WHAT TO DO.
Nothing but the data, repeated exactly, belongs in the answer.

PROVIDED DATA.

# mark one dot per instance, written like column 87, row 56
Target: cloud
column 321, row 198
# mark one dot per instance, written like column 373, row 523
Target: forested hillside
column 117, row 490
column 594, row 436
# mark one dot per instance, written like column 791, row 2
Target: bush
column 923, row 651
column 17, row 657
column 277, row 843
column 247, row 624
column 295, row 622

OUTPUT OF THE EXERCISE.
# mark one dot per instance, written like column 87, row 56
Target: cloud
column 321, row 198
# mark one dot per instance, written like column 373, row 523
Target: forested hillside
column 117, row 490
column 594, row 436
# mark one dot per instance, written like column 791, row 2
Target: bush
column 923, row 651
column 17, row 657
column 277, row 843
column 247, row 624
column 295, row 622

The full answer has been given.